• _Problem_
Copy the line containing "[spot] the yard", then all lines after it up to and including the final line of the material, exactly and without additions.

-- BEGIN Entries --

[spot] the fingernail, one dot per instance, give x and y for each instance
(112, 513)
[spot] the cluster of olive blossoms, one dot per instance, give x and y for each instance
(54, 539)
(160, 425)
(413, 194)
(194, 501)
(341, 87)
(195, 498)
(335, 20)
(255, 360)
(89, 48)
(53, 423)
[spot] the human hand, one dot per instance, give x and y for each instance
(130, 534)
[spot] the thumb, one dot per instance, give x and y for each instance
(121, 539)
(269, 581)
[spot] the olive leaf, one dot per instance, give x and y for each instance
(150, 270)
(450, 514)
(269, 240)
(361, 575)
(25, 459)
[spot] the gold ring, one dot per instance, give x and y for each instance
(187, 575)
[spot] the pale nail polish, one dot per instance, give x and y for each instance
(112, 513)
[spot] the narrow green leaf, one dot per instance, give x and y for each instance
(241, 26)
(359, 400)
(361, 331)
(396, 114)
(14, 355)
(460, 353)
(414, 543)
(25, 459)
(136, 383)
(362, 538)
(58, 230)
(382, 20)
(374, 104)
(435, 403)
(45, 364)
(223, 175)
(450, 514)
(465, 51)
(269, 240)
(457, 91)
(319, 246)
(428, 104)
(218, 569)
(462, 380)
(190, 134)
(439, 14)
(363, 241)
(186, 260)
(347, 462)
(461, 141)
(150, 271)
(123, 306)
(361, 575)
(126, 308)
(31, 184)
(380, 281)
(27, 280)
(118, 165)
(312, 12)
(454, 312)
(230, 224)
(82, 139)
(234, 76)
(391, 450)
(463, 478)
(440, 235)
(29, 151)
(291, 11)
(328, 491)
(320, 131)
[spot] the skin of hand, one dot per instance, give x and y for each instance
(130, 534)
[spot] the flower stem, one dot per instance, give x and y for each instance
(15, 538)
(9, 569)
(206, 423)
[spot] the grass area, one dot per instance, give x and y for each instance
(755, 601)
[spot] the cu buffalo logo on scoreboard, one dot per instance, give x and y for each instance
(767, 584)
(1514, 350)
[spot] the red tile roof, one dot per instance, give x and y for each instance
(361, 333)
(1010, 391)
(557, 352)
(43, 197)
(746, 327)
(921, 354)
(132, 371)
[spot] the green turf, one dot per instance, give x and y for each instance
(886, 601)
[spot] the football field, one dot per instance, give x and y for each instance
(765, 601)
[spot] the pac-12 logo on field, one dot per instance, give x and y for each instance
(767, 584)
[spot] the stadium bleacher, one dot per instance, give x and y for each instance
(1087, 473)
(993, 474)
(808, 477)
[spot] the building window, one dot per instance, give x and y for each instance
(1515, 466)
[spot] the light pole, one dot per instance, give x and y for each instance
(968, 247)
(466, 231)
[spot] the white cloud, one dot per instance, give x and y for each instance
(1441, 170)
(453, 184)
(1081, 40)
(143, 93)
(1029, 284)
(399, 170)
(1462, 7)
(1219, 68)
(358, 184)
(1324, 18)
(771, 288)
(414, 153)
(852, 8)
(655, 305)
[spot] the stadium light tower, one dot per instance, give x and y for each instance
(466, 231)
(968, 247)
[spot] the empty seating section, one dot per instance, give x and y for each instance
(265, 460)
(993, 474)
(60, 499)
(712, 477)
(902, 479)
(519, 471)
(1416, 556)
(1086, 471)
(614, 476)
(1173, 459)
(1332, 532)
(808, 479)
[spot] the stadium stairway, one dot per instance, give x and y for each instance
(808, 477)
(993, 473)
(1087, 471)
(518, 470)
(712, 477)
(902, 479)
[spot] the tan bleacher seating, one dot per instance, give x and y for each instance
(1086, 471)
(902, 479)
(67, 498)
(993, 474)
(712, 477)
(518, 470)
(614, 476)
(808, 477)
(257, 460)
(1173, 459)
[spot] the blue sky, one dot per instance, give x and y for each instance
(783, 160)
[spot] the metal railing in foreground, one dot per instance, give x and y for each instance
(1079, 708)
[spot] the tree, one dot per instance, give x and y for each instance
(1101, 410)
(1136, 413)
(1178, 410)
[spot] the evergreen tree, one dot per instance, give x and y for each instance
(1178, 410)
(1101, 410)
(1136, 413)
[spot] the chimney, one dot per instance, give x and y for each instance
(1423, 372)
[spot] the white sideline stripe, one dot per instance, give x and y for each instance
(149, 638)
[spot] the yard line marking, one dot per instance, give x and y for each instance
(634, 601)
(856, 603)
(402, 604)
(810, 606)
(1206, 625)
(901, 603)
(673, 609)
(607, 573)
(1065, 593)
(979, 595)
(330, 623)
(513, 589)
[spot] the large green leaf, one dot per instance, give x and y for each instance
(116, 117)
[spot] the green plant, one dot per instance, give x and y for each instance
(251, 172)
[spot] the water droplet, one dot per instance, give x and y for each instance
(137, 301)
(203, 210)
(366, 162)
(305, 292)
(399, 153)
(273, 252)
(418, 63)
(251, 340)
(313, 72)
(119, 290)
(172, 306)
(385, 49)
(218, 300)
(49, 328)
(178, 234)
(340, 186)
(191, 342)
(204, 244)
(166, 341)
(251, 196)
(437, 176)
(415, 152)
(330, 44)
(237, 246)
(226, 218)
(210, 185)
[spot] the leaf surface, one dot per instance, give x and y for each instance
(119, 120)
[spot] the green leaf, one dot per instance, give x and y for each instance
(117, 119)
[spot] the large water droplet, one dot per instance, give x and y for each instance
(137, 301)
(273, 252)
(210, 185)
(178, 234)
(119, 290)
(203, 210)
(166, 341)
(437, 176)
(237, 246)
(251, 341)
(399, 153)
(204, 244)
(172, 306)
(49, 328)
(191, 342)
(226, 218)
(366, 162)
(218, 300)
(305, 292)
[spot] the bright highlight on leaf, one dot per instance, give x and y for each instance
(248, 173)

-- END Entries --

• _Exercise output_
[spot] the yard line marking, one dot per instance, give x and y for each instance
(634, 601)
(856, 603)
(402, 604)
(810, 606)
(1206, 625)
(901, 603)
(673, 609)
(607, 573)
(1065, 593)
(979, 595)
(330, 623)
(513, 589)
[spot] the large green leaf, one dot per instance, give x and y for each instance
(116, 117)
[spot] the green plant, one dot per instance, give x and y for each instance
(251, 172)
[spot] the water droplet, one dot per instance, give x and y for each instance
(137, 301)
(203, 210)
(366, 162)
(305, 292)
(399, 153)
(273, 252)
(418, 63)
(251, 340)
(313, 72)
(119, 290)
(172, 306)
(385, 49)
(218, 300)
(49, 328)
(178, 234)
(340, 186)
(191, 342)
(204, 244)
(166, 341)
(251, 196)
(437, 176)
(415, 152)
(330, 44)
(237, 246)
(226, 218)
(210, 185)
[spot] the leaf surface, one dot per instance, give x and y for each instance
(119, 120)
[spot] the green leaf, one dot per instance, give x and y for each instance
(117, 119)
[spot] the large water droplet, one dot per instance, give x and y for each instance
(137, 301)
(273, 252)
(210, 185)
(178, 234)
(119, 290)
(203, 210)
(166, 341)
(437, 176)
(237, 246)
(251, 341)
(399, 153)
(204, 244)
(172, 306)
(49, 328)
(191, 342)
(226, 218)
(366, 162)
(218, 300)
(305, 292)
[spot] the bright highlight on leaf, one dot per instance, give x and y for each instance
(248, 173)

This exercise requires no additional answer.